• [EXCERPT TO READ]
____

Student passwords are intentionally stored in a reversible format to allow instructors to view them from their rosters. This allows instructors to retrieve them without making changes but, as you mentioned, makes them less secure when transmitted over HTTP. As we move to serve all IXL content over HTTPS, this risk will be eliminated, but it is worth noting that passwords for instructor-created students are the only passwords stored this way. Passwords for teachers, administrators, and parents who purchase their own accounts are all securely hashed when stored.

Thank you for pointing out that user credentials are included in the URL of the POST transaction when signing in on our Android app. Our engineering team has written a fix to remove this vulnerability, and we will patch it in once the update has been thoroughly tested by our Quality Assurance team.

I will add three thoughts of my own:

Sniffing cookies: For a determined hacker, sniffing cookies from a modern network and navigating a site as another user is not difficult at all. In 2011 a firefox plugin called “Firesheep” automated the process.  Today, a free program called “Cookie Cadger” automates the process and can be used with a stock Macbook Pro to execute this attack, called “Session Hijacking”.  In 2013 I worked on a story with Dana Liebelson of Mother Jones describing the problem and the short embedded video below, from that article, shows a demonstration.

____

(Collection entries)
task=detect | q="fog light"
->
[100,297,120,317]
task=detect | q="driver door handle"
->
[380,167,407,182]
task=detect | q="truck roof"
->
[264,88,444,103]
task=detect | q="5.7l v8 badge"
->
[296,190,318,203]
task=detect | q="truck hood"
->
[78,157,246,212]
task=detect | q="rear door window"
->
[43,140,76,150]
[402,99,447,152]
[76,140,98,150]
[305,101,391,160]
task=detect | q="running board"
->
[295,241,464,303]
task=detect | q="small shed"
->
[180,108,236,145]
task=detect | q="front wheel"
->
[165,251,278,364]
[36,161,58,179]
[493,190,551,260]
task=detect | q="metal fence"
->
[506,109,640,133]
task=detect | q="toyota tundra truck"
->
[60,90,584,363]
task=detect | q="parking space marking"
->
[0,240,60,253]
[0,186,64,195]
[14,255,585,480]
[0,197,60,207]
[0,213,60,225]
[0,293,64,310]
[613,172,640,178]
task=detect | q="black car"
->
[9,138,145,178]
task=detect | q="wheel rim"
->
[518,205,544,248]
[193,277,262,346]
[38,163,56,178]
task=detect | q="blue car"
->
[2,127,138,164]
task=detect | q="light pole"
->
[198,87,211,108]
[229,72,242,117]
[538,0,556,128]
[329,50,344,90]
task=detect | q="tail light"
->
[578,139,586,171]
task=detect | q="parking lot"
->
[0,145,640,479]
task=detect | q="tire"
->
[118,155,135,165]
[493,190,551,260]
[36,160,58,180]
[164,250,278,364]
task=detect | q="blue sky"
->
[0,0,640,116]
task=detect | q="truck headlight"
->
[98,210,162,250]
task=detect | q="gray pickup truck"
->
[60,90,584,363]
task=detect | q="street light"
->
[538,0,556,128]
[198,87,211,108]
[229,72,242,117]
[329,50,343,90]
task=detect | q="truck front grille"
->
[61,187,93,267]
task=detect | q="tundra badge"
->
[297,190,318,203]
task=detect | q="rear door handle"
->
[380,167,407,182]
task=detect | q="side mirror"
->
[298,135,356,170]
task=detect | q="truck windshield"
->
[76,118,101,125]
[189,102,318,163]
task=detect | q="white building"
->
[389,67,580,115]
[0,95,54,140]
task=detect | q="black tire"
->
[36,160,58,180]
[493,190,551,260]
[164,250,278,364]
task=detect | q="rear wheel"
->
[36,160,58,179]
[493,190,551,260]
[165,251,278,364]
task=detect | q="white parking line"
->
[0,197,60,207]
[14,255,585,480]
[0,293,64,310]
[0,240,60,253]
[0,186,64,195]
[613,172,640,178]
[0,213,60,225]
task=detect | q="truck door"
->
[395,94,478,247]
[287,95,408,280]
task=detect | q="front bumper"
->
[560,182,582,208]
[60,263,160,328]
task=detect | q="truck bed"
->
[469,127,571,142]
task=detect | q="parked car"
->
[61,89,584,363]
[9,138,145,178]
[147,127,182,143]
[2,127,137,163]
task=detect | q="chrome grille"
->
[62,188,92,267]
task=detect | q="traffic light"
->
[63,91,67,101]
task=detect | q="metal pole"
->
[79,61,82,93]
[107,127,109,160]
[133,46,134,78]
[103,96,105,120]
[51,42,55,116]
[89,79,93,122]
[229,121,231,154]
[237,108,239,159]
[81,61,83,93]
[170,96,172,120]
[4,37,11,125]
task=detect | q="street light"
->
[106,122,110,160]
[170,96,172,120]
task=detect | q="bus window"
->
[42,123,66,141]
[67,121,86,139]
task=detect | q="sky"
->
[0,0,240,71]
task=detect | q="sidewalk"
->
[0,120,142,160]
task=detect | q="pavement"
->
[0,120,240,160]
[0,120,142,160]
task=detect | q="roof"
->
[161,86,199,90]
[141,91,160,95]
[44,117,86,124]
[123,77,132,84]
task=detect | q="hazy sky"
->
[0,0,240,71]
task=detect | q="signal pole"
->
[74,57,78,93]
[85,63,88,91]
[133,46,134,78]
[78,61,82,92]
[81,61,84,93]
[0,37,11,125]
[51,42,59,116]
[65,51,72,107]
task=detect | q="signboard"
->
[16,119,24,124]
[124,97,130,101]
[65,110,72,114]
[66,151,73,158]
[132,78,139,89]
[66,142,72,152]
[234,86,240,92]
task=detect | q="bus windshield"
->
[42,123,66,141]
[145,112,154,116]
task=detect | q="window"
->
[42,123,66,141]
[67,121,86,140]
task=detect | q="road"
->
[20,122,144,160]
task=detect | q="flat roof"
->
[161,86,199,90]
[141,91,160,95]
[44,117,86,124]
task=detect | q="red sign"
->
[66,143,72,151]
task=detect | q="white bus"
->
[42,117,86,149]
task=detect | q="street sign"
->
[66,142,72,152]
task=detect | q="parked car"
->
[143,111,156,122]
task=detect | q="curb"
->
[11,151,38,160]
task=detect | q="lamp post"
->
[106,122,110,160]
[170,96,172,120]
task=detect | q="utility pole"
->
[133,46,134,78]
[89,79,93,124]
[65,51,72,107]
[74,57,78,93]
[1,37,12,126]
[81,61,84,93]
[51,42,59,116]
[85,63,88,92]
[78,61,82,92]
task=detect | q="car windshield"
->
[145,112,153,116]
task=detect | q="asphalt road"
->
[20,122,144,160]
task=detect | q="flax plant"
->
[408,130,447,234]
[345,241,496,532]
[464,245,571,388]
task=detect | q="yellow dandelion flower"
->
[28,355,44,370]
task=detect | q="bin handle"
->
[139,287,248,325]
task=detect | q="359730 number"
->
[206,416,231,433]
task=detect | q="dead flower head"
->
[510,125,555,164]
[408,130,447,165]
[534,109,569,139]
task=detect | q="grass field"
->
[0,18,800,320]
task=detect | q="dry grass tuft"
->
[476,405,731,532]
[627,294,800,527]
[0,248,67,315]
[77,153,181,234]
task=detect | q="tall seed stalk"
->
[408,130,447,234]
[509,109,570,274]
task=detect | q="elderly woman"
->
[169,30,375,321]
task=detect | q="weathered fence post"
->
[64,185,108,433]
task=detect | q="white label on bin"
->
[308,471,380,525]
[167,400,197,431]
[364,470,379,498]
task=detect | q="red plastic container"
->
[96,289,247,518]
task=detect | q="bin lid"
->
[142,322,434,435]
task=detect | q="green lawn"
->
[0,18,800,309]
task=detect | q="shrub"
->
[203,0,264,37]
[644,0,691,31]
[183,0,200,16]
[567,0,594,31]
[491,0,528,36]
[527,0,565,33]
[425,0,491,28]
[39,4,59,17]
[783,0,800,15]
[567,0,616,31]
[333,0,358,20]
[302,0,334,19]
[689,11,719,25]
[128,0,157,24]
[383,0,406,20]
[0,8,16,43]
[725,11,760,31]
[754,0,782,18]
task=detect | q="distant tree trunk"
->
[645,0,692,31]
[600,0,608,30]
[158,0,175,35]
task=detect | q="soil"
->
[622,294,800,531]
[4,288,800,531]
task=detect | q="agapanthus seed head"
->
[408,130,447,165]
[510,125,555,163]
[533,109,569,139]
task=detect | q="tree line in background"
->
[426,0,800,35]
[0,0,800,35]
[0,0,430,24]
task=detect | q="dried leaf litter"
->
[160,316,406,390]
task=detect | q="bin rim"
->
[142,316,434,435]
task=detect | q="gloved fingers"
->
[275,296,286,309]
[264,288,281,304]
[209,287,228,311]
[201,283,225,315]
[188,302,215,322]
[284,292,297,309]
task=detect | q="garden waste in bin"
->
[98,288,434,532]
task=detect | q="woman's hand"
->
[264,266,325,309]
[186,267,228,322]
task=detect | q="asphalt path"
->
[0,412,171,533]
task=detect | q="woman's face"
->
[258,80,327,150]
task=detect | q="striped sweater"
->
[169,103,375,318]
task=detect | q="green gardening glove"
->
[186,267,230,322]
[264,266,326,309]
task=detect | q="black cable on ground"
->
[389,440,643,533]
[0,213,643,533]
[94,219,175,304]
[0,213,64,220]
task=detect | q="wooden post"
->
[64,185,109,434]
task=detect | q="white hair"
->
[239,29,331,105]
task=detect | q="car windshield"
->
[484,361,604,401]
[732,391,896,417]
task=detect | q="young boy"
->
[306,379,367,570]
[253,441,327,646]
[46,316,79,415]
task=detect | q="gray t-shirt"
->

____

• [WHAT THE TASK REQUIRES] Reproduce everything in the text on IXL password security from "Thank you for" down to "Quality Assurance team.". The records are separate material, unrelated to the text on IXL password security.

• [THE RESULT]
Thank you for pointing out that user credentials are included in the URL of the POST transaction when signing in on our Android app. Our engineering team has written a fix to remove this vulnerability, and we will patch it in once the update has been thoroughly tested by our Quality Assurance team.